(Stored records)
================

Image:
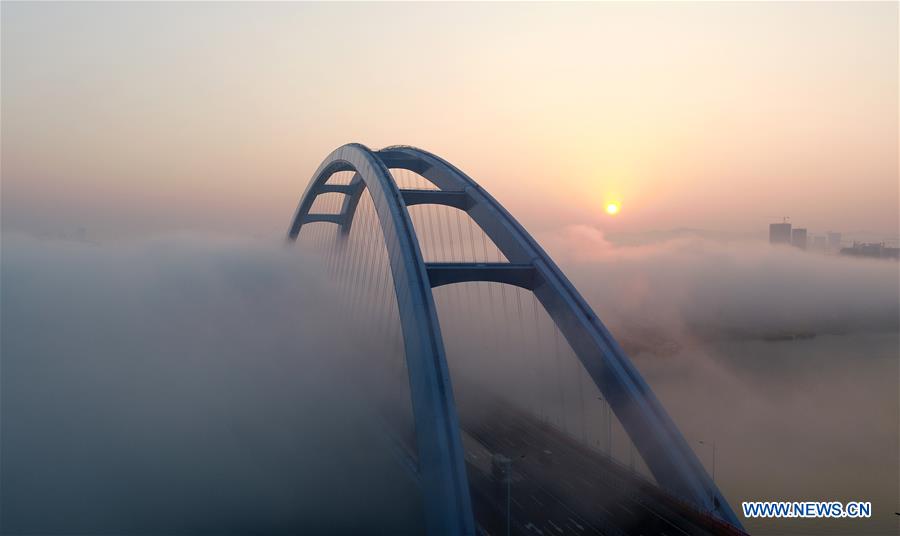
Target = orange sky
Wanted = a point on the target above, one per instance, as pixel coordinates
(150, 118)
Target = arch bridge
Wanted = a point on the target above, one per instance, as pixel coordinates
(441, 458)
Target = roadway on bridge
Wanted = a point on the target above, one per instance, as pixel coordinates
(560, 486)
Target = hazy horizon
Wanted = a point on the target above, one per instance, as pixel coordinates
(144, 119)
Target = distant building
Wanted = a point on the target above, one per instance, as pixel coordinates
(875, 250)
(798, 238)
(780, 233)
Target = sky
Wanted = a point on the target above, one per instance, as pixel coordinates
(122, 120)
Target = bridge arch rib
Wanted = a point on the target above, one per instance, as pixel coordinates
(668, 456)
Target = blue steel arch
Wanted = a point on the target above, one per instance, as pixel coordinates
(448, 510)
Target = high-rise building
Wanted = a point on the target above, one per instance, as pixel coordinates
(798, 238)
(780, 233)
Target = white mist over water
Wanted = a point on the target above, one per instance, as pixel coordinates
(194, 383)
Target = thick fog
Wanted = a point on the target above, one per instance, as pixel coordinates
(195, 384)
(709, 325)
(184, 385)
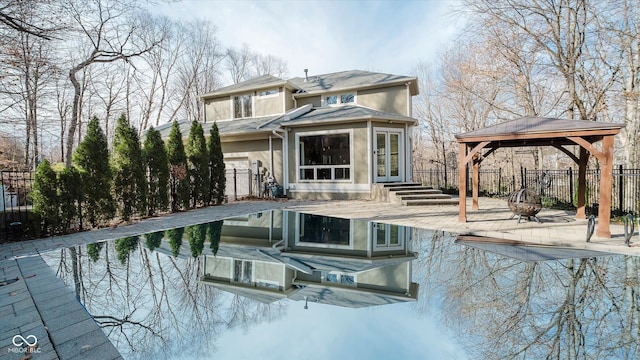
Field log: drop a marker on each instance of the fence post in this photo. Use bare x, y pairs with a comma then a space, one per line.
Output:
235, 184
620, 191
570, 185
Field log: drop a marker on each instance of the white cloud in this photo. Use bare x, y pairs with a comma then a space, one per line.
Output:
329, 36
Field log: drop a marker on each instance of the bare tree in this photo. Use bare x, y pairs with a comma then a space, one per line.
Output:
111, 34
43, 25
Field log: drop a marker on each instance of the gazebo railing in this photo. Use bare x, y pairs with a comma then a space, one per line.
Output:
562, 187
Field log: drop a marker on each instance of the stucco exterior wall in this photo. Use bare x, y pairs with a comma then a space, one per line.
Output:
390, 278
268, 271
218, 109
268, 105
251, 150
288, 100
218, 267
316, 101
391, 99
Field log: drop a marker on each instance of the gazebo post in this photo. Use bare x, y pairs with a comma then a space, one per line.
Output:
582, 181
606, 180
475, 182
462, 182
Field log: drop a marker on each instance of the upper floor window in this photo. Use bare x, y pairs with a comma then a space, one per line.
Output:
268, 92
347, 98
242, 106
339, 99
331, 100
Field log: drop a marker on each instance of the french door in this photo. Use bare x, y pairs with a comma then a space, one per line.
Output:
388, 154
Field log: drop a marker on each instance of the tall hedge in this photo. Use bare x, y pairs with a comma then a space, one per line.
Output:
45, 195
70, 194
155, 156
129, 175
217, 183
198, 165
92, 160
178, 171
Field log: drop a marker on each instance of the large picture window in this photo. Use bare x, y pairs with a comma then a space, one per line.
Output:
323, 231
325, 157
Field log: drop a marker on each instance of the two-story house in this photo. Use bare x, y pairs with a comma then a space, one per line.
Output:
329, 136
281, 254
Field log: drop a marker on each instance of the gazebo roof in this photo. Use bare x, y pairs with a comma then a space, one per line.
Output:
539, 128
538, 131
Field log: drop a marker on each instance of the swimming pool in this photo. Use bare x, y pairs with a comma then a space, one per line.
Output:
282, 284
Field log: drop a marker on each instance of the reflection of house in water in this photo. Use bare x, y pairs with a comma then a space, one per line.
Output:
285, 254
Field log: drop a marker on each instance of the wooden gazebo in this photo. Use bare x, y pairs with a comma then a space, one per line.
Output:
476, 145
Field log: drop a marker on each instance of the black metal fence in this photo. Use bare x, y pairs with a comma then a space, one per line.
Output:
559, 186
15, 203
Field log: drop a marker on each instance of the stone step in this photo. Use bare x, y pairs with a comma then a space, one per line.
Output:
408, 184
425, 197
430, 202
417, 192
408, 188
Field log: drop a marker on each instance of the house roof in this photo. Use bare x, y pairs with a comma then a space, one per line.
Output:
352, 79
349, 297
344, 113
533, 126
339, 81
228, 127
315, 116
252, 84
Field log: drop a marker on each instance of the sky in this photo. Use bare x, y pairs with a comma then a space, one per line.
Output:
330, 36
330, 332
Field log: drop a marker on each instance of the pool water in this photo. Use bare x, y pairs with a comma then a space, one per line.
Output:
288, 285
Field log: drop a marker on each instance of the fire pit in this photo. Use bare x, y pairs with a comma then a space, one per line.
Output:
525, 202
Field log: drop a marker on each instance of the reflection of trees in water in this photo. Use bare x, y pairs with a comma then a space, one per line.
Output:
152, 306
505, 308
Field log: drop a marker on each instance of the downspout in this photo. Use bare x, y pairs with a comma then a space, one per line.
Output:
204, 111
408, 170
285, 160
409, 112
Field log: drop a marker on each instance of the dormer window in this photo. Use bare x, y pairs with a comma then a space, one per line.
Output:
347, 98
339, 99
242, 106
268, 92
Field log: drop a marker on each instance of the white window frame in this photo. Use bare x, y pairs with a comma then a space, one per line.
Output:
261, 96
339, 276
240, 97
323, 99
387, 245
242, 268
300, 228
332, 167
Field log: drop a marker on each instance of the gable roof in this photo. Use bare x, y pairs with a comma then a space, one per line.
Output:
527, 126
252, 84
352, 79
344, 113
338, 81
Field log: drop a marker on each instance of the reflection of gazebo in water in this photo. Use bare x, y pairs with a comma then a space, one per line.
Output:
535, 131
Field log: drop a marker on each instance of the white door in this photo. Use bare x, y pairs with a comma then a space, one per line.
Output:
388, 154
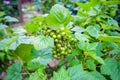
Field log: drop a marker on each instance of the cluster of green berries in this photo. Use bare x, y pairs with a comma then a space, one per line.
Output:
63, 40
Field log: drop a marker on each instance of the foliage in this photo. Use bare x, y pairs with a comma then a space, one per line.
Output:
92, 37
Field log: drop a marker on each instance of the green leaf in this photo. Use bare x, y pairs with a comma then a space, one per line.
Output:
60, 13
62, 74
2, 56
10, 19
34, 24
109, 38
75, 70
19, 31
112, 68
77, 73
58, 16
31, 27
81, 37
5, 43
2, 14
38, 75
42, 42
94, 31
13, 72
23, 52
90, 64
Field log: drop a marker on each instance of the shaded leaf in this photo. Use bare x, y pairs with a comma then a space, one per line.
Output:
112, 68
61, 75
42, 42
38, 75
13, 72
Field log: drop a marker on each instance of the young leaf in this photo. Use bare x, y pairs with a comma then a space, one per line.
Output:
13, 72
10, 19
94, 56
60, 13
42, 42
94, 31
24, 52
109, 38
62, 74
58, 16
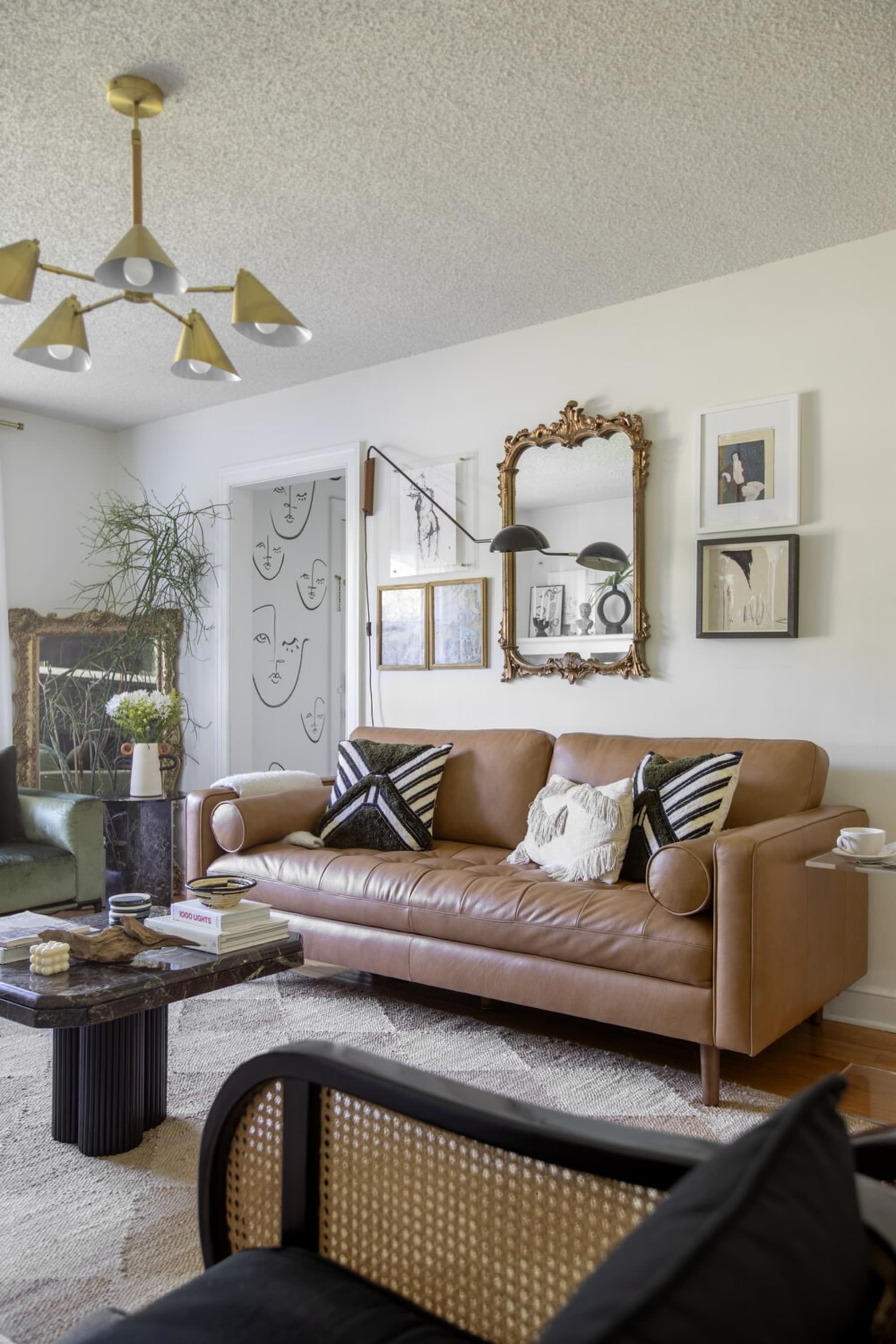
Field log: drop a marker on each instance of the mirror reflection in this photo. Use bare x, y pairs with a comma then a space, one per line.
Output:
581, 499
80, 746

================

The request =>
Copy the records exactly as they appear, excluding images.

Solution =>
Image:
Target = orange sky
Wanted = a point on the target above, one per instance, as pixel coordinates
(150, 118)
Target = arch bridge
Wanted = a point on the target above, one per instance, as pixel coordinates
(441, 458)
Target = roadway on bridge
Wanted = a point on the target above, one per instance, as pixel coordinates
(560, 486)
Target = hazy horizon
Wanted = a point on the target above, one per instance, as pixel coordinates
(144, 119)
Target = distant building
Wanted = a point on the target above, one per instance, as pixel coordinates
(875, 250)
(798, 238)
(780, 233)
Target = sky
Wanted = a point on the target above, one per instance, as pixel coordinates
(122, 120)
Target = bridge arch rib
Wanted = a point on the target above, one per instance, as pixel coordinates
(668, 456)
Target = blue steel arch
Wanted = a point on the target above, one per instance, as pixel coordinates
(448, 510)
Target = high-rise building
Wanted = a point on the target above, one per instance, as pixel coordinates
(798, 238)
(780, 233)
Target = white mist over water
Wanted = a point on the target above, one per instance, as pixel coordinates
(194, 383)
Target = thick fog
Wanted = a point on the target above, one per instance, as pixel coordinates
(195, 384)
(709, 325)
(184, 385)
Field log: drop a marker on each instance of the fence post in this photo. Use bare x, y pairs with a comma then a space, one per line.
Output:
235, 184
620, 191
570, 185
Field log: drop a marker on each instance of the white cloud in this photo. Use bare x, y pairs with a comma then a space, one per line.
Output:
329, 36
Field log: drop a marker on each instance of the bare tree in this photo. Use bare x, y pairs with a comma then a space, one per line.
Output:
111, 34
43, 25
Field log: drop a marker on each instance of the gazebo railing in this photo. Use bare x, y pairs with a comma then a space, one per line.
Output:
562, 187
Field log: drop a marker on each instance of the stucco exterior wall in this photo. Use bare x, y pairs with a comma then a space, one per line.
Output:
390, 278
268, 271
218, 109
268, 105
251, 150
288, 100
218, 267
316, 101
391, 99
Field log: drop a marker on each instance of the gazebo post in this photo. Use bare x, y pairs with a comma then a space, one per line.
Output:
582, 181
606, 180
475, 182
462, 182
Field log: drop a marker on each instance of the upper floor window in this photo. Use bare x, y pairs with a comma then a space, one per line.
Output:
268, 92
347, 98
242, 106
339, 99
331, 100
Field log: drop a marker on each instance of the french door in this photo. Use bare x, y pairs with a comma then a space, one per line.
Output:
388, 154
Field log: drop a marker on each instance of the tall hedge in this photo. Use bare x, y pairs with a comma then a space, one per line.
Output:
45, 195
70, 194
155, 156
129, 175
217, 183
198, 165
92, 160
178, 171
Field log: drop a marker on each instance of the large picture window in this photo. Use bare x, y pairs with a comma then a space, one per line.
Output:
323, 231
325, 157
Field log: drop a marker on each instance of the two-story house in this photo. Use bare x, y pairs with a comma then a space, one per line.
Output:
329, 136
281, 254
Field log: drop a marker on each instance of the gazebo roof in this photo. Use bare x, y pairs with a comma then a space, one per line.
Output:
539, 128
538, 131
Field log: drop a marker on each instance of the swimming pool in this photo. Use bare x, y pairs with a comma then a space, one per line.
Output:
282, 284
Field log: drop a marker on each instance of the reflection of house in water in this photo. Use bare x, y pairs with a comma then a space, one per line.
Output:
285, 254
Field log: drop a marker on each instance of the wooden gazebo in this photo. Use bare x, y pairs with a comma then a space, one per line.
Output:
476, 145
Field log: drop a marker on each instance of the black metal fence in this photo. Use bare x, y pairs with a comma then a space, one per line.
Output:
559, 186
15, 203
Field log: drop a marker on each instance of the stone step in this photo. Use bare x, y pairs with a comma then a space, one per line.
Output:
408, 184
425, 197
430, 202
417, 192
408, 188
Field log: drop a marker on each instance of the house roof in this photo. Use bare x, y pairs with a comma then a space, one per line.
Output:
352, 79
349, 297
344, 113
533, 126
339, 81
228, 127
315, 116
252, 84
Field log: drop a marker on each instance of the sky in this photo. Use bare x, y pairs with a comma then a space, one per line.
Output:
330, 36
330, 332
Field log: drop a marker on each instance of the pool water in this photo. Use bare x, y pairs with a comma then a space, one per line.
Output:
288, 285
Field log: drop a marker on each instance of the fire pit in this photo. Use bare x, y pairs with a comma then a space, one per line.
Output:
525, 202
Field log: drop a marker on each instance of the reflection of trees in water in this photo. Use bare x, y pairs with a comma then a space, one per line.
Output:
152, 306
505, 308
Field log: drop a marker on each instance of the downspout in this photo. Use bare x, y pairs with a comma then a space, one per line.
Output:
204, 111
408, 170
285, 160
409, 112
Field log: drop a marker on each instance of the dormer window in this photo. Use bare x, y pairs with a comma then a space, one per line.
Output:
347, 98
339, 99
242, 106
268, 92
Field log: drop a marker on each instance of the white window frame in this photo. Use bare x, y pairs with a comma then a space, one per line.
Output:
261, 96
339, 276
240, 97
323, 99
387, 245
242, 268
300, 228
332, 167
Field log: drop a marker on each instance of the gable roof in this photo. Use bare x, y pairs with a comma then a space, one per line.
Output:
527, 126
252, 84
352, 79
344, 113
338, 81
Field log: drop a marker on each instance of the reflection of gazebo in water in this photo. Use bare x, y pairs with a comma then a space, one per line.
Output:
535, 131
Field log: drop a marker on each instance of the white door in this photo. Use bare x, y pairs with a comma then a space, one per line.
Output:
388, 154
Field log: drop a marker on each instance of the cluster of green berries in this photo. Use bare x, y pairs with a comma then a space, one per line.
Output:
63, 40
Field log: drop a marker on each instance of the foliage in this photo. Use bare x, y pairs with a comma then a space, one per line.
Output:
92, 37
Field log: drop a marker on each instance of the green leaf in this photo. Use bare x, y pairs with a comma then a space, one per line.
Output:
60, 13
62, 74
2, 56
10, 19
34, 24
109, 38
75, 70
19, 31
112, 68
77, 73
58, 16
31, 27
81, 37
5, 43
2, 14
38, 75
42, 42
94, 31
13, 72
23, 52
90, 64
Field log: drop a marker on each instance of the shaded leaf in this photo. Use bare x, y pairs with a comma then a space, one per line.
Output:
112, 68
61, 75
42, 42
38, 75
13, 72
Field log: drop a marker on each instance of the young leaf in this photo. Use bare x, y pairs with a comma then a space, one per line.
Output:
13, 72
10, 19
94, 56
60, 13
42, 42
94, 31
24, 52
109, 38
62, 74
58, 16
Field log: drop a marker on each instance of the mirror reflection in this photo. Use bare x, y pairs with a comma then a space, one per line.
Output:
581, 499
80, 746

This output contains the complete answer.